§ Problem statement
Each line of the data should be transcribed exactly as given.

§ Data section
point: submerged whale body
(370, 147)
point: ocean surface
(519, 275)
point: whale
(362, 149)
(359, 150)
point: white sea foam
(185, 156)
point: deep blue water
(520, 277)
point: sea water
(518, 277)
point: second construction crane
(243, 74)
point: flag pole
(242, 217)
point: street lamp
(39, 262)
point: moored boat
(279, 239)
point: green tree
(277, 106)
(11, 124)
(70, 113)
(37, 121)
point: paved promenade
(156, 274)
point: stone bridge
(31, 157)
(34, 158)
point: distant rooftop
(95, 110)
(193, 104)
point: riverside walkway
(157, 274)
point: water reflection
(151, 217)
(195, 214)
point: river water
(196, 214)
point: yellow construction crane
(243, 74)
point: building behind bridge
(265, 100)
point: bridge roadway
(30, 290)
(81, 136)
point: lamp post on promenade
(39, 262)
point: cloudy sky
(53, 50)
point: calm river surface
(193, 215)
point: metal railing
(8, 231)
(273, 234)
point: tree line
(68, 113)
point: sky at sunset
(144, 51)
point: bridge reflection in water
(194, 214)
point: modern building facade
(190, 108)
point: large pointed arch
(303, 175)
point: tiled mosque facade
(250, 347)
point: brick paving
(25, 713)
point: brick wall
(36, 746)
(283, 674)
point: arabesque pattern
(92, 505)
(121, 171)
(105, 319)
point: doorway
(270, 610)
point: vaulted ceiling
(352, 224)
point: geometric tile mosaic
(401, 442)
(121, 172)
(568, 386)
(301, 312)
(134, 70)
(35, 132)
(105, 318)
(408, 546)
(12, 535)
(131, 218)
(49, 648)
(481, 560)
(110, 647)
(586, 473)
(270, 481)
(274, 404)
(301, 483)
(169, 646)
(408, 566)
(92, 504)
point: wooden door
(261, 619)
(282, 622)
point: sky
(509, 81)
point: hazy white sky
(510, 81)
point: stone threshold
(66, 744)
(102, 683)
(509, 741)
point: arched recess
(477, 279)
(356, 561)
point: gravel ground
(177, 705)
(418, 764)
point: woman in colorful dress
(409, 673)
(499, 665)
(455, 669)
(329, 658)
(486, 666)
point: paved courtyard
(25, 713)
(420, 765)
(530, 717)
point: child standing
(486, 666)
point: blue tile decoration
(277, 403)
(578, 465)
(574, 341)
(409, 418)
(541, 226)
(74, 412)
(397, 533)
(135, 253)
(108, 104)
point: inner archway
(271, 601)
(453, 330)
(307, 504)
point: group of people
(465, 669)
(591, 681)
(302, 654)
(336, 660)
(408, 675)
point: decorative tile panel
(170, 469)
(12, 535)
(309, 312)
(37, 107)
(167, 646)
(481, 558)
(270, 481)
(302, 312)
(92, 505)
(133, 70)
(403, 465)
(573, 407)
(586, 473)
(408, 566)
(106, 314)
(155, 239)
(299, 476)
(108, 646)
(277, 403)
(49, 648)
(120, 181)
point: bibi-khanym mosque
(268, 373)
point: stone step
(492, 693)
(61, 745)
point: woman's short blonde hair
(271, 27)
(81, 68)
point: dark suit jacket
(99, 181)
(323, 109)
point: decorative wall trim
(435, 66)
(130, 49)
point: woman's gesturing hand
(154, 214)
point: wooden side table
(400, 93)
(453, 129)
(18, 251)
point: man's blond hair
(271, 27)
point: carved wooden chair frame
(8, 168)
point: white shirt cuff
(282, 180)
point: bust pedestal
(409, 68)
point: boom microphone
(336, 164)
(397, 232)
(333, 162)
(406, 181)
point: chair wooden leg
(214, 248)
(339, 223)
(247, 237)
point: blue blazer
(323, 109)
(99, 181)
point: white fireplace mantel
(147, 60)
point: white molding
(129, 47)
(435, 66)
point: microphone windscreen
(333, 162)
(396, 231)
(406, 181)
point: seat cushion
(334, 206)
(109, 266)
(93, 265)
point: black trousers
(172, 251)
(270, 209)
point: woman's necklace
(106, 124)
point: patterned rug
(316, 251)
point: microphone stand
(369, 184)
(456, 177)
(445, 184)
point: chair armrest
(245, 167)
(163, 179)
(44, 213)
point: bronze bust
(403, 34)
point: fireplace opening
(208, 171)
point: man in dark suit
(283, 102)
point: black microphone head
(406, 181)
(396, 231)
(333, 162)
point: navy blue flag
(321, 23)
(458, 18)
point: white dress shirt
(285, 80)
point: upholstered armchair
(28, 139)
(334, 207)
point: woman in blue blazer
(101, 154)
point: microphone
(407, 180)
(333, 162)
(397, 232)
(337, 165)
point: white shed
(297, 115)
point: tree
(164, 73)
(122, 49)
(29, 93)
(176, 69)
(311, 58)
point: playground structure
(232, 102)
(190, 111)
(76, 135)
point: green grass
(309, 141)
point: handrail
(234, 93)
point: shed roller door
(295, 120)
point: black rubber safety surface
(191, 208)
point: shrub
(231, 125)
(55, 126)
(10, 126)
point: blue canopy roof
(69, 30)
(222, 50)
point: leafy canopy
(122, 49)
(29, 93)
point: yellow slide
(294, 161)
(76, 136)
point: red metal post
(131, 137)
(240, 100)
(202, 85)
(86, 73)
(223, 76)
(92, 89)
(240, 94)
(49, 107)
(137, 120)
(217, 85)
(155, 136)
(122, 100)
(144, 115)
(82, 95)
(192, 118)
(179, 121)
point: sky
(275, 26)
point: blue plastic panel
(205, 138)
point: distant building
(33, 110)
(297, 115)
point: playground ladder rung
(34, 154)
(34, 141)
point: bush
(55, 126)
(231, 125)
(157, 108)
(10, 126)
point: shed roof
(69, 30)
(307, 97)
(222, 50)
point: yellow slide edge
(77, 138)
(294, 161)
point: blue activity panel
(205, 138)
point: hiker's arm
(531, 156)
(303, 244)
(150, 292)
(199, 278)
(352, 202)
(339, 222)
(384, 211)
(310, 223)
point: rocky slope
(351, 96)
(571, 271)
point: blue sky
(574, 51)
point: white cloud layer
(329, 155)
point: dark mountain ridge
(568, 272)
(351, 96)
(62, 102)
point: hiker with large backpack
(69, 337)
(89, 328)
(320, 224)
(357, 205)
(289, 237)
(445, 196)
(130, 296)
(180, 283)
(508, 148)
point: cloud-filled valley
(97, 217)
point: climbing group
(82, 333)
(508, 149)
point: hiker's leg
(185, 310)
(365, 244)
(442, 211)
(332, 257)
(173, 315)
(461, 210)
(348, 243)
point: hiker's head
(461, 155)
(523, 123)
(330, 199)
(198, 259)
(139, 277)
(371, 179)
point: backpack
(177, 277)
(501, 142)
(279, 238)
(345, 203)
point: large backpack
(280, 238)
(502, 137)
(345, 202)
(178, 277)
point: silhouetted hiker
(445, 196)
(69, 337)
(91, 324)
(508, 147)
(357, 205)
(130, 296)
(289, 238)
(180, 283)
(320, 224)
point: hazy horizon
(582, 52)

§ Solution for this exercise
point: submerged whale body
(370, 147)
point: ocean surface
(519, 275)
point: whale
(362, 149)
(359, 150)
point: white sea foam
(185, 156)
point: deep blue water
(520, 277)
point: sea water
(518, 277)
point: second construction crane
(243, 74)
point: flag pole
(242, 217)
point: street lamp
(39, 262)
point: moored boat
(279, 239)
point: green tree
(277, 106)
(11, 124)
(70, 113)
(37, 121)
point: paved promenade
(156, 274)
point: stone bridge
(31, 157)
(34, 158)
point: distant rooftop
(95, 110)
(193, 104)
point: riverside walkway
(157, 274)
point: water reflection
(151, 217)
(195, 214)
point: river water
(196, 214)
point: yellow construction crane
(243, 74)
point: building behind bridge
(265, 100)
point: bridge roadway
(30, 290)
(81, 136)
point: lamp post on promenade
(39, 262)
point: cloudy sky
(53, 50)
point: calm river surface
(193, 215)
point: metal railing
(8, 231)
(273, 234)
point: tree line
(68, 113)
point: sky at sunset
(144, 51)
point: bridge reflection in water
(194, 214)
point: modern building facade
(190, 108)
point: large pointed arch
(303, 175)
point: tiled mosque facade
(250, 347)
point: brick paving
(25, 713)
point: brick wall
(36, 746)
(283, 674)
point: arabesque pattern
(92, 505)
(121, 171)
(105, 319)
point: doorway
(270, 610)
point: vaulted ceiling
(352, 224)
point: geometric tile mosaic
(401, 442)
(121, 172)
(568, 386)
(301, 312)
(134, 70)
(35, 132)
(105, 318)
(408, 546)
(12, 535)
(131, 218)
(49, 648)
(481, 560)
(110, 647)
(586, 473)
(270, 481)
(274, 404)
(301, 483)
(169, 646)
(408, 566)
(92, 504)
point: wooden door
(261, 619)
(282, 622)
point: sky
(509, 81)
point: hazy white sky
(510, 81)
point: stone threshold
(66, 744)
(102, 683)
(509, 741)
point: arched recess
(477, 279)
(356, 561)
point: gravel ground
(177, 705)
(418, 764)
point: woman in colorful dress
(409, 673)
(499, 665)
(455, 669)
(329, 658)
(486, 666)
point: paved courtyard
(25, 713)
(420, 765)
(530, 717)
point: child standing
(486, 666)
point: blue tile decoration
(277, 403)
(578, 465)
(574, 341)
(409, 418)
(541, 226)
(74, 412)
(397, 533)
(135, 253)
(108, 104)
point: inner archway
(271, 601)
(453, 330)
(307, 504)
point: group of people
(465, 669)
(591, 681)
(302, 654)
(336, 660)
(408, 675)
point: decorative tile panel
(170, 469)
(12, 535)
(309, 312)
(37, 107)
(167, 646)
(481, 558)
(270, 481)
(302, 312)
(92, 505)
(133, 70)
(403, 465)
(573, 407)
(586, 473)
(408, 566)
(106, 314)
(155, 239)
(299, 476)
(108, 646)
(277, 403)
(49, 648)
(120, 181)
point: bibi-khanym mosque
(268, 373)
point: stone step
(492, 693)
(61, 745)
point: woman's short blonde hair
(271, 27)
(81, 68)
point: dark suit jacket
(99, 181)
(323, 109)
point: decorative wall trim
(435, 66)
(130, 49)
point: woman's gesturing hand
(154, 214)
point: wooden side table
(400, 93)
(453, 129)
(18, 251)
point: man's blond hair
(271, 27)
point: carved wooden chair frame
(8, 168)
point: white shirt cuff
(282, 180)
point: bust pedestal
(409, 68)
point: boom microphone
(336, 164)
(397, 232)
(333, 162)
(406, 181)
point: chair wooden leg
(214, 248)
(339, 223)
(247, 237)
point: blue blazer
(323, 109)
(99, 181)
point: white fireplace mantel
(147, 60)
point: white molding
(129, 47)
(435, 66)
point: microphone windscreen
(333, 162)
(396, 231)
(406, 181)
point: seat cushion
(334, 206)
(109, 266)
(93, 265)
point: black trousers
(172, 251)
(270, 209)
point: woman's necklace
(106, 124)
point: patterned rug
(316, 251)
point: microphone stand
(369, 184)
(456, 177)
(445, 184)
point: chair armrest
(245, 167)
(163, 179)
(44, 213)
point: bronze bust
(403, 34)
point: fireplace opening
(208, 171)
point: man in dark suit
(283, 102)
point: black microphone head
(406, 181)
(396, 231)
(333, 162)
point: navy blue flag
(321, 23)
(458, 18)
point: white dress shirt
(285, 80)
point: upholstered armchair
(28, 139)
(334, 207)
point: woman in blue blazer
(101, 154)
point: microphone
(407, 180)
(333, 162)
(397, 232)
(337, 165)
point: white shed
(297, 115)
point: tree
(164, 73)
(122, 49)
(29, 93)
(176, 69)
(311, 58)
point: playground structure
(232, 102)
(190, 111)
(76, 135)
point: green grass
(309, 141)
point: handrail
(234, 93)
point: shed roller door
(295, 120)
point: black rubber safety surface
(191, 208)
point: shrub
(231, 125)
(55, 126)
(10, 126)
point: blue canopy roof
(69, 30)
(222, 50)
point: leafy canopy
(122, 49)
(29, 93)
point: yellow slide
(294, 161)
(76, 136)
point: red metal post
(131, 137)
(240, 100)
(202, 85)
(86, 73)
(223, 76)
(92, 89)
(240, 94)
(49, 107)
(137, 120)
(217, 85)
(155, 136)
(122, 100)
(144, 115)
(82, 95)
(192, 118)
(179, 121)
point: sky
(275, 26)
point: blue plastic panel
(205, 138)
point: distant building
(33, 110)
(297, 115)
point: playground ladder rung
(34, 154)
(34, 141)
point: bush
(55, 126)
(231, 125)
(157, 108)
(10, 126)
point: shed roof
(69, 30)
(307, 97)
(222, 50)
point: yellow slide edge
(77, 138)
(294, 161)
point: blue activity panel
(205, 138)
point: hiker's arm
(531, 156)
(303, 244)
(150, 292)
(199, 278)
(352, 202)
(339, 222)
(384, 211)
(310, 223)
point: rocky slope
(351, 96)
(571, 271)
point: blue sky
(574, 51)
point: white cloud layer
(329, 155)
point: dark mountain ridge
(568, 272)
(351, 96)
(62, 102)
point: hiker with large backpack
(69, 337)
(89, 328)
(320, 224)
(357, 205)
(289, 237)
(445, 196)
(130, 296)
(180, 283)
(508, 148)
point: cloud-filled valley
(97, 217)
point: climbing group
(82, 333)
(508, 149)
point: hiker's leg
(185, 310)
(365, 244)
(442, 211)
(332, 257)
(173, 315)
(461, 210)
(348, 243)
point: hiker's head
(461, 155)
(523, 123)
(330, 199)
(198, 259)
(139, 277)
(371, 179)
point: backpack
(177, 277)
(501, 142)
(279, 238)
(345, 203)
point: large backpack
(280, 238)
(502, 137)
(345, 202)
(178, 277)
point: silhouetted hiker
(445, 196)
(69, 337)
(91, 324)
(508, 147)
(357, 205)
(130, 296)
(289, 238)
(180, 283)
(320, 224)
point: hazy horizon
(582, 52)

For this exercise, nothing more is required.